═════ EXTRACT PROVIDED ═════

The story of the “data explosion” is by now a familiar one: throughout science, engineering, commerce, and government, we are collecting and storing data at an ever-increasing rate. We can hardly read the news or turn on a computer without encountering reminders of the ubiquity of big data sets in the many corners of our modern world and the important implications of this for our lives and society.
Our data often encodes extremely valuable information, but is typically large, noisy, and complex, so that extracting useful information from the data can be a real challenge. I am one of several researchers who worked at the Institute this year in a relatively new and still developing branch of statistics called topological data analysis (TDA), which seeks to address aspects of this challenge.
In the last fifteen years, there has been a surge of interest and activity in TDA, yielding not only practical new tools for studying data, but also some pleasant mathematical surprises. There have been applications of TDA to several areas of science and engineering, including oncology, astronomy, neuroscience, image processing, and biophysics.
The basic goal of TDA is to apply topology, one of the major branches of mathematics, to develop tools for studying geometric features of data. In what follows, I’ll make clear what we mean by “geometric features of data,” explain what topology is, and discuss how we use topology to study geometric features of data. To finish, I’ll describe one application of TDA to oncology, where insight into the geometric features of data offered by TDA led researchers to the discovery of a new subtype of breast cancer.

═════ INPUT DATA ═════

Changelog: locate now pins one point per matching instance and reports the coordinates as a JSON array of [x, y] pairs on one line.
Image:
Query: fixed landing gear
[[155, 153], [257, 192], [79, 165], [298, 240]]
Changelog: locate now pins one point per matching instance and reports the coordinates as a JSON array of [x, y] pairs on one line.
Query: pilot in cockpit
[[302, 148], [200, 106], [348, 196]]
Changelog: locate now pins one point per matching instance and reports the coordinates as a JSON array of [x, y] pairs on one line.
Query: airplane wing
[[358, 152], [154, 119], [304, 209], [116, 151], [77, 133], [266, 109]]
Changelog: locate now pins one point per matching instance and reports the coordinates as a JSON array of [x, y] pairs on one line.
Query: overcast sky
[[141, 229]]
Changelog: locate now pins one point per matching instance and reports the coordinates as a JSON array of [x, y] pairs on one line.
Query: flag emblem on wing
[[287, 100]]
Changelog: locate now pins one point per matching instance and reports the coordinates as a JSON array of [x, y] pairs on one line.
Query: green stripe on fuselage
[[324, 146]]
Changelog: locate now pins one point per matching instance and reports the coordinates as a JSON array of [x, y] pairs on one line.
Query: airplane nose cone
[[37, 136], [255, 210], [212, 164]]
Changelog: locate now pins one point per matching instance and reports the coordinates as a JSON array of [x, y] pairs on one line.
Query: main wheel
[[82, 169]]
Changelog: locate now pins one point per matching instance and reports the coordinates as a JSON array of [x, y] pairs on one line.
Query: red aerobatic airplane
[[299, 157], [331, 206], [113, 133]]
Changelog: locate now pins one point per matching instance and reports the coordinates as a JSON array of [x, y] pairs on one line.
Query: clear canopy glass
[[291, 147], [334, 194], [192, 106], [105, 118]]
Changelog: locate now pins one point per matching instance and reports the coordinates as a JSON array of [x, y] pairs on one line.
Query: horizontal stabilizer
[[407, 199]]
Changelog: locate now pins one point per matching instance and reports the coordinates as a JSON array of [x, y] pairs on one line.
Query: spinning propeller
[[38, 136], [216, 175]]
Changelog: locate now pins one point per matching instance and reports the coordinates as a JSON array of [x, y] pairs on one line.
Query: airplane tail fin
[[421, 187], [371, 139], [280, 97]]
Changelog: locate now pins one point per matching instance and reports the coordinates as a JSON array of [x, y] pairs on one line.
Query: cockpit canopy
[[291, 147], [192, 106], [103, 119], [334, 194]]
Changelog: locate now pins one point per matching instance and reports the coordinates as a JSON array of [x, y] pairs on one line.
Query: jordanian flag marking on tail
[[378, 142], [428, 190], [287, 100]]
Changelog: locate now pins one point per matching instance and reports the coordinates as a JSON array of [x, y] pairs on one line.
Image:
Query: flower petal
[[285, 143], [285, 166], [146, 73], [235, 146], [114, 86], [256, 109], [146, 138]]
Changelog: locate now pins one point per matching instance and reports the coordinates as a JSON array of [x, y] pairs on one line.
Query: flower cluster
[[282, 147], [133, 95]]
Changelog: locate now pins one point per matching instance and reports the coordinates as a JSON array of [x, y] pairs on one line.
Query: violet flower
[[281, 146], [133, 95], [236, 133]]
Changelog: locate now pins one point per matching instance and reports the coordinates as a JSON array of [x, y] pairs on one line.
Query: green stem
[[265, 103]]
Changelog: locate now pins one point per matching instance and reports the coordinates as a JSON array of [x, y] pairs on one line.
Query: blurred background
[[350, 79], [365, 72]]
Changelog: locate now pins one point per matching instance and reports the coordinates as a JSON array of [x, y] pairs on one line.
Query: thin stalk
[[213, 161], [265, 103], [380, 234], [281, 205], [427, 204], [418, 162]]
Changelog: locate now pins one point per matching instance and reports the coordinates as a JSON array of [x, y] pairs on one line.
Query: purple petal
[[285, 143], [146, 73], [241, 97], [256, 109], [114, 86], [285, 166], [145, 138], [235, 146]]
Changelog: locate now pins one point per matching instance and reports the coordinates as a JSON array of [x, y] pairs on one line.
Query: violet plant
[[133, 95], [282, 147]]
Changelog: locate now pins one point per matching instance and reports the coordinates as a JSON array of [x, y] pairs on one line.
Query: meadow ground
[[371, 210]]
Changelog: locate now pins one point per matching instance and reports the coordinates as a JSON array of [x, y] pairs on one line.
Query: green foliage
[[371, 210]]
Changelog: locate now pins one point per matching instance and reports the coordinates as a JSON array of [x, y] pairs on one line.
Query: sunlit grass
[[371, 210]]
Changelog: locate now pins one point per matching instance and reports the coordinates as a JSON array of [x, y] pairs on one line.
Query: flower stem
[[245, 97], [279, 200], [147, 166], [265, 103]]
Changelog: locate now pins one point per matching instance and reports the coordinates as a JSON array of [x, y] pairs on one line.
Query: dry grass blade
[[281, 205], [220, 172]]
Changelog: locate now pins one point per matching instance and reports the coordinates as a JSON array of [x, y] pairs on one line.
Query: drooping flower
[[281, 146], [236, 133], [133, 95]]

═════

- **REQUIRED ACTION**
Reproduce the portion of the topological data analysis passage above between "In the last" and "processing, and biophysics.", inclusive.

- **SOLUTION FOR THIS PROBLEM**
In the last fifteen years, there has been a surge of interest and activity in TDA, yielding not only practical new tools for studying data, but also some pleasant mathematical surprises. There have been applications of TDA to several areas of science and engineering, including oncology, astronomy, neuroscience, image processing, and biophysics.